> [Teks Bacaan]:
★ ★ ★ ★

Paket “wisata kemiskinan” yang belakangan ini sedang naik daun sekaligus mulai banyak mendapat renpons berupa naiknya para peminat, sebenarnya tidak perlu diresahkan oleh karena sebutan yang disalahpersepsikan secara sempit. Cara pandang berbeda yang kemudian melahirkan istilah “wisata kemiskinan” tidak lebih dapat diartikan sebagai data tandingan dan fakta yang dibeberkan untuk menggugat “data artifisial” yang telah dikemas sedemikian indah dan cantik, sebagaimana upaya rekayasa terhadap lokasi-lokasi wisata di tanah air. Mempersepsi wisata dalam lingkup dan pola pikir sempit yang tipikal emosional hanya akan menjadikan suasana yang kurang kondusif. Mestinya kontroversi perihal istilah “wisata kemiskinan” ini tidak perlu terjadi apabila memandang sebuah persoalan dari berbagai perspektif untuk kemudian dipahami arti, maksud dan tujuan dari paket wisata itu sendiri.
Memang jika dilihat dari satu sisi kepentingan, dilihat dari penamaan paket wisata ini sepertinya ada pihak kurang berkenan dengan alasan bahwa nomenklatur “wisata kemiskinan” kayaknya terkesan “memperdagangkan kemiskinan” atau menjual sebuah kemiskinan untuk dipertontonkan kepada turis atau wisatawan mancanegara. Demikian persepsi mereka sehingga wacana tersebut sempat mengemuka sebagai tanggapan atas munculnya paket wisata itu dan di sinilah terjadi salah persepsi.
Pada sisi lain, sesungguhnya persepsi itu sendiri merupakan suatu variabel antara (intervening variabel), bergantung pada faktor-faktor motivasional. Artinya suatu objek atau satu kejadian objektif ditentukan baik oleh kondisi perangsang maupun oleh faktor-faktor organisme. Persepsi mengenai dunia oleh pribadi-pribadi yang berbeda juga akan berbeda, karena setiap individu menanggapinya berkenaan dengan aspek-aspek situasi tadi yang mengandung arti khusus sekali bagi dirinya (Chaplin, J.P: 1999). Dengan demikian apabila ada dua pesepsi yang berbeda ini berbenturan sebagaimana tidak tercipta adanya kesamaan frame of reference maka dampak lebih jauh akan terjadi, seperti tanggapan kontroversal akan terus berlangsung dan cenderung kontraproduktif.

★ ★ ★ ★

> [Data yang Ditampilkan]:
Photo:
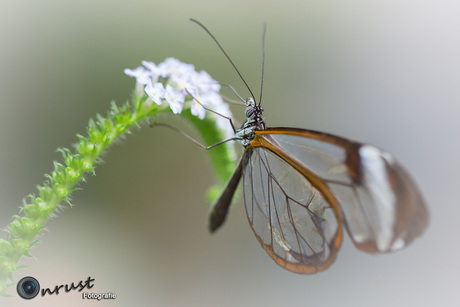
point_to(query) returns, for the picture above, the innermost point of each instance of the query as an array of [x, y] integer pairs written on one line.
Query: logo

★ ★ ★ ★

> [Perintah Latihan]:
Lanjutkan teks tentang wisata kemiskinan, mulai setelah kalimat terakhirnya.

> [Hasil Latihan]:
Menggali berbagai informasi dan fakta
Topik kemiskinan sebenarnya menarik dicermati, dalam artian mengapa fenomena kemiskinan selalu terjadi dan bagaimana kita mencoba memberikan langkah solutif terhadap masalah yang “menghambat” kesejahteraan sosial di negeri ini. Secara umum, kemiskinan itu sendiri dapat terbagi menjadi dua yaitu kemiskinan absolut dan kemiskinan relatif. Kita akan membahas kemiskinan relatif seperti dipaketkan dalam “wisata kemiskinan” di sejumlah lokasi di Jakarta seperti Kampung Luar Batang (dekat Pasar Ikan), Galur, Senen (permukiman pinggir rel kereta api), Kampung Pulo (pinggiran Kali Ciliwung, Kampung Melayu), dan Kampung Bandan dekat Kota Tua. Itu semua dapat dikatakan sebagai zoning kemiskinan relatif yang menarik untuk dicermati lebih jauh. Dan tentunya tidak hanya di Jakarta, di kota-kota besar lain pun zoning kemiskinan dapat dilakukan untuk melengkapi daerah tujuan wisata jika memang dikehendaki.
Dalam rangka mengunjungi zona-zona kemiskinan seperti disebut di atas maka sudah selayaknya lokasi miskin dengan kondisinya yang serba minus tersebut bukan hanya menjadi obyek semata. Melakukan peninjauan dan amatan langsung mestinya akan memperoleh gambaran nyata sebagai bahan pemikiran tersendiri. Syukur-syukur bilamana para wisatawan yang memiliki minat khusus itu malakukan action dan menjadikan masyarakat setempat sebagai subyek dalam artian tidak segan berbaur dengan warga yang berada di lokasi diajak berdialog untuk mengenali dirinya mengapa mereka tinggal di lokasi tersebut, bagaimana latar belakang mereka sampai bermukim di wilayah kumuh, maupun berbagai pertanyaan terkait sehingga paling tidak para pengunjung dapat berempati sambil menggali berbagai informasi dan fakta serta memberikan solusi sehingga akan memahami kondisi setempat melalui upaya merekonstruksi proses terjadinya permukiman rakyat miskin.
Membawa oleh-oleh berupa data dan fakta dari hasil kunjungan wisata demikian tentu akan sangat berguna dan memberikan wawasan luas tentang kenapa terjadi kemiskinan. Di sinilah nilai positif dapat dipetik dari kunjungan para wisatawan ke lokasi-lokasi komunitas tertinggal yang diberi label “wisata kemiskinan” dan akhir-akhir ini marak berkembang di Jakarta. Jika kosensepnya dapat menggugah keperdulian wisatawan terhadap kemiskinan, maka jenis wisata ini pantas didukung. Apalagi pada saat ini sudah banyak wisatawan yang selektif dan kritis dalam memilih “menu” wisata yang ditawarkan.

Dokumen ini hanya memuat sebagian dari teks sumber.